O leão que esqueceu da juba: o drama das escolas de samba

LUIZ ANTONIO SIMAS

luiz-antonio-simasNo meio dessa confusão, sou um dos que batem sempre na tecla de que escolas de samba não são entidades de resistência inflexível ao poder instituído. Pelo contrário. Elas se inscrevem em um contexto muito mais complexo, cheio de sutilezas e negociações com este mesmo poder.

Na síntese precisa da professora Monique Augras: “O desejo (das escolas de samba) de brilhar será acompanhado pela constante preocupação em obedecer às regras do jogo”. Em certo sentido, pode-se observar que o desenvolvimento das escolas de samba é cheio de lances, até concomitantes, de adesão, resistência, afago, porrada, confronto, negociação e adequação.

As agremiações caminham lidando o tempo todo com o conflito entre o desejo de expressar suas tradições, concepções de mundo e bens simbólicos e a necessidade, para que esse desejo seja realizado, de atendimento às exigências de instâncias aparentemente fora do ambiente do samba: o poder instituído, a indústria turística, a mídia e, é necessário ressaltar, até o crime.
⁂
Para fazer
1. Responda com base no texto sobre as escolas de samba:
(a) Qual professora é citada no texto?
(b) Segundo a citação dessa professora, o desejo de brilhar das escolas de samba será acompanhado por qual preocupação?
(c) Quais instâncias aparentemente fora do ambiente do samba o último parágrafo enumera?
2. Transcreva literalmente o trecho do texto sobre as escolas de samba entre "LUIZ ANTONIO SIMAS" e "negociação e adequação.", incluindo esses dois extremos.

[Registros para localizar coisas nomeadas]
⁂
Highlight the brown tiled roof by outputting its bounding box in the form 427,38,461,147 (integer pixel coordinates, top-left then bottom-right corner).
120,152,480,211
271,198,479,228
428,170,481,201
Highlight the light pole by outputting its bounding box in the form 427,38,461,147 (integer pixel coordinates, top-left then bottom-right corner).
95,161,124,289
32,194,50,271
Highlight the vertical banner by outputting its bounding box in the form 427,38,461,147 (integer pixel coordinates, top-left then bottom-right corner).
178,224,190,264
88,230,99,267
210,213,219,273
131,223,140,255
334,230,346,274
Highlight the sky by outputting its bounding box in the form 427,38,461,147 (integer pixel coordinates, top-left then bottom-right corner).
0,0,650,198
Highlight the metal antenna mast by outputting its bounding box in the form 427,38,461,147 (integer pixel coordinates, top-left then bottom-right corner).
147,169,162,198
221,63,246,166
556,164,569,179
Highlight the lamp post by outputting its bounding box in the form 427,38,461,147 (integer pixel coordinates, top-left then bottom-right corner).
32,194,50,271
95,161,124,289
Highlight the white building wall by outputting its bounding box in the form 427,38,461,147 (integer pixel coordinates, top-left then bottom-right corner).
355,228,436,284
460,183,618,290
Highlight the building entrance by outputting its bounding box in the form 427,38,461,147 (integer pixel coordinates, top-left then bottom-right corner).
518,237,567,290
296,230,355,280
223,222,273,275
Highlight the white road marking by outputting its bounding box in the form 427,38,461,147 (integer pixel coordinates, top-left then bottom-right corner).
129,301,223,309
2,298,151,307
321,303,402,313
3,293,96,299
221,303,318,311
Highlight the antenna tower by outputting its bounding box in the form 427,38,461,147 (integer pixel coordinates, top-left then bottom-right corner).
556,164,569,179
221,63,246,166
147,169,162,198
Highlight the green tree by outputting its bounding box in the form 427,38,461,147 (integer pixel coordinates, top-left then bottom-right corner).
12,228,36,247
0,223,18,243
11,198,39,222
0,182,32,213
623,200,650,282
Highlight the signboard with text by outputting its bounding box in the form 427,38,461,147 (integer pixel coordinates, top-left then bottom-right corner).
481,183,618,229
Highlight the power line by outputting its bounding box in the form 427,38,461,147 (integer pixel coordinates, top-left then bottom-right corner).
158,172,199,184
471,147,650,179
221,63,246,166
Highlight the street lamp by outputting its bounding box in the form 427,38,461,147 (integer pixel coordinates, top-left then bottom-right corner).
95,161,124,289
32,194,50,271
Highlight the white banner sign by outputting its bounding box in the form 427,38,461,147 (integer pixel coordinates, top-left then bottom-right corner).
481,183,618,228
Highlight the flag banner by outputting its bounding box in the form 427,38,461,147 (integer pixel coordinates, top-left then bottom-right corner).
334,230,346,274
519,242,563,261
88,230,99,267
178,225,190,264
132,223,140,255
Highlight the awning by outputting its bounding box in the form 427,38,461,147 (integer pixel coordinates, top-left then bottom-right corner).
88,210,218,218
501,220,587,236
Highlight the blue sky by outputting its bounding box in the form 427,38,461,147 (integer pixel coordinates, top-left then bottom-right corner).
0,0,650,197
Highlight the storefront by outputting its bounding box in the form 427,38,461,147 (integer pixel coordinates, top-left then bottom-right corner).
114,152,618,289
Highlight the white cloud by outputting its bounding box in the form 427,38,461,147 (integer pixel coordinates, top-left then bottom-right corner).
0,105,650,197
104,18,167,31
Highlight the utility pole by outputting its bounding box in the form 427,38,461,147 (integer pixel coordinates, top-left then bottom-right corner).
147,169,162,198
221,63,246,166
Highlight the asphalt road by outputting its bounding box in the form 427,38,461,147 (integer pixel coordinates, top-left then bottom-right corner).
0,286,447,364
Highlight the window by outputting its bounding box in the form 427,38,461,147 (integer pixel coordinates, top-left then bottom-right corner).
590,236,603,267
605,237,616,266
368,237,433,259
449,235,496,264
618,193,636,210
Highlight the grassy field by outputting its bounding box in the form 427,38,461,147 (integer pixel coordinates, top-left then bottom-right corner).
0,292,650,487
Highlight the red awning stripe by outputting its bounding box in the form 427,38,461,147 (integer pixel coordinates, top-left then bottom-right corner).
⁂
Respostas das tarefas
1.
(a) Monique Augras.
(b) Pela constante preocupação em obedecer às regras do jogo.
(c) O poder instituído, a indústria turística, a mídia e até o crime.

2.
LUIZ ANTONIO SIMAS

luiz-antonio-simasNo meio dessa confusão, sou um dos que batem sempre na tecla de que escolas de samba não são entidades de resistência inflexível ao poder instituído. Pelo contrário. Elas se inscrevem em um contexto muito mais complexo, cheio de sutilezas e negociações com este mesmo poder.

Na síntese precisa da professora Monique Augras: “O desejo (das escolas de samba) de brilhar será acompanhado pela constante preocupação em obedecer às regras do jogo”. Em certo sentido, pode-se observar que o desenvolvimento das escolas de samba é cheio de lances, até concomitantes, de adesão, resistência, afago, porrada, confronto, negociação e adequação.